__Compiti__:
1. Le affermazioni (a), (b) e (c) concordano con l'intervista? Per ciascuna rispondi sì o no, citando alla lettera le parole dell'intervista che lo decidono.
(a) I principali paesi europei dipendono dalle forniture russe di gas ed energia.
(b) L'intervistato ritiene che la NATO possa contrastare senza difficoltà la forza armata russa.
(c) Secondo l'intervistato, la pressione degli USA su Russia e Ucraina nasce soprattutto da motivazioni interne.
2. Quale passo dell'intervista va da "Dal suo punto" fino a "in ambito internazionale." compreso? Estrailo parola per parola.

__Testo di partenza__:
□ □ □ □ □

Prof. Marsonet, può esprimerci le sue considerazioni in merito ai venti di guerra tra Russia ed Ucraina?

La Russia ha una responsabilità diretta delle tensioni in corso insieme all’Ucraina, dato il loro scontro frontale protattosi negli anni, dovuto anche a delle ragioni storiche. Credo che il comportamento americano in tale ambito sia dettato dalla necessità di Biden di tenere a bada l’opinione pubblica negli USA. Infatti, lo scenario politico futuro degli Stati Uniti è assolutamente incerto, con i DEM che non sono uniti intorno al presidente espressione del proprio partito ed un GOP alle prese con la necessità di ritrovare degli equilibri interni. Pertanto, ritengo che la pressione esercitata dagli USA su Russia ed Ucraina sia dettata soprattutto da motivazioni interne. Tuttavia, se ciò serve per impedire a Mosca di invadere Kiev ben venga.

Ritiene che l’attuale strategia di USA e NATO volta a difendere il territorio ucraino possa rivelarsi efficace a lungo termine?

Attualmente c’è una tale preponderanza armata di matrice russa che rende difficile ad una NATO così disarticolata immaginare di contrastarne la forza. Inoltre, è da menzionare l’ambiguità e l’incapacità costante della UE in materia di politica internazionale. Ieri come oggi gli unici a poter fare la differenza in situazioni come questa sono gli americani, che sono però stanchi di dover combattere guerre evitabili in difesa di altre nazioni, prive della capacità di difendersi autonomamente.

Quanto pesa l’ambiguità di Parigi e Berlino ed il loro interesse a condurre accordi economici con Russia e Cina sulla stabilità dell’alleanza atlantica?

Purtroppo i principali paesi europei dipendono ad oggi dalle forniture russe di gas ed energia, dati gli accordi presi sui gasdotti NordStream. Anche in ragione di ciò, non possono assumere delle posizioni dure nei confronti di Mosca e devono necessariamente trovare una mediazione. Anche l’Italia nella figura di Mario Draghi credo proverà a fare questo, data la nostra attuale assenza di autonomia energetica.

Dal suo punto di vista a cosa è dovuta la fascinazione di alcuni occidentali verso Vladimir Putin e le modalità di governo di stati come la Russia?

È dovuta al fatto che Putin rappresenti l’immagine di uomo e politico forte, dotato di un “pugno di ferro” che utilizza per governare la propria gente. Inoltre, in Italia ed in parte delle nazioni occidentali c’è un sentimento di sfiducia verso le classi politiche che vengono ritenute deboli. Ciò porta ad essere attratti da figure istituzionali differenti. Storicamente le grandi potenze hanno sempre praticato una politica di forza volta ad imporre i propri interessi in ambito internazionale.

□ □ □ □ □

__Insieme di dati__:
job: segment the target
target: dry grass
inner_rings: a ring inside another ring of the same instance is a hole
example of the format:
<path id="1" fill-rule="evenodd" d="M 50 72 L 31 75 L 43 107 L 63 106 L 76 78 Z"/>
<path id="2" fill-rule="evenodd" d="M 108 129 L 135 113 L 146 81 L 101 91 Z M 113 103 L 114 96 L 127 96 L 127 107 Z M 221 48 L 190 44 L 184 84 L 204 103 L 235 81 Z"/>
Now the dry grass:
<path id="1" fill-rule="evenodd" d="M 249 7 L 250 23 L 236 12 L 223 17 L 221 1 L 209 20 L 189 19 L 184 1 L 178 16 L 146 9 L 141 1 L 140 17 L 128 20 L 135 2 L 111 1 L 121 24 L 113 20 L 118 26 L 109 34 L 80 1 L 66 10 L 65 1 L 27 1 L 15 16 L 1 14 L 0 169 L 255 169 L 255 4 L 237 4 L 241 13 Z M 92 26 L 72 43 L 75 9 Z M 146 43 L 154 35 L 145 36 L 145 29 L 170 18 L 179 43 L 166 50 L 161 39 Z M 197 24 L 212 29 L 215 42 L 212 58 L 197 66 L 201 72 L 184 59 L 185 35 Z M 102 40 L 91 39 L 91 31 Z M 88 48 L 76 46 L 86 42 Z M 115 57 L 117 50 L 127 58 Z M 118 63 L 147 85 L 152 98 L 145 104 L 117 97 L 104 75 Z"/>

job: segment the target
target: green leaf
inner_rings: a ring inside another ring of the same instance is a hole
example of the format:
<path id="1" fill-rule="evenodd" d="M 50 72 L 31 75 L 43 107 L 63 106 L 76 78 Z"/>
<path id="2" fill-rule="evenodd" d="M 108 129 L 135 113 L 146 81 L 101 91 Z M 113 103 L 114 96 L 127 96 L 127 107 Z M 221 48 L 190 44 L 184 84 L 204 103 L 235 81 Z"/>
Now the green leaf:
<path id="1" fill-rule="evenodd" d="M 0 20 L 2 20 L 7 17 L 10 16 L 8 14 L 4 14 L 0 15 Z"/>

□ □ □ □ □

__Risposte per compito__:
1.
(a) Sì: «Purtroppo i principali paesi europei dipendono ad oggi dalle forniture russe di gas ed energia»
(b) No: «rende difficile ad una NATO così disarticolata immaginare di contrastarne la forza»
(c) Sì: «ritengo che la pressione esercitata dagli USA su Russia ed Ucraina sia dettata soprattutto da motivazioni interne»

2.
Dal suo punto di vista a cosa è dovuta la fascinazione di alcuni occidentali verso Vladimir Putin e le modalità di governo di stati come la Russia?

È dovuta al fatto che Putin rappresenti l’immagine di uomo e politico forte, dotato di un “pugno di ferro” che utilizza per governare la propria gente. Inoltre, in Italia ed in parte delle nazioni occidentali c’è un sentimento di sfiducia verso le classi politiche che vengono ritenute deboli. Ciò porta ad essere attratti da figure istituzionali differenti. Storicamente le grandi potenze hanno sempre praticato una politica di forza volta ad imporre i propri interessi in ambito internazionale.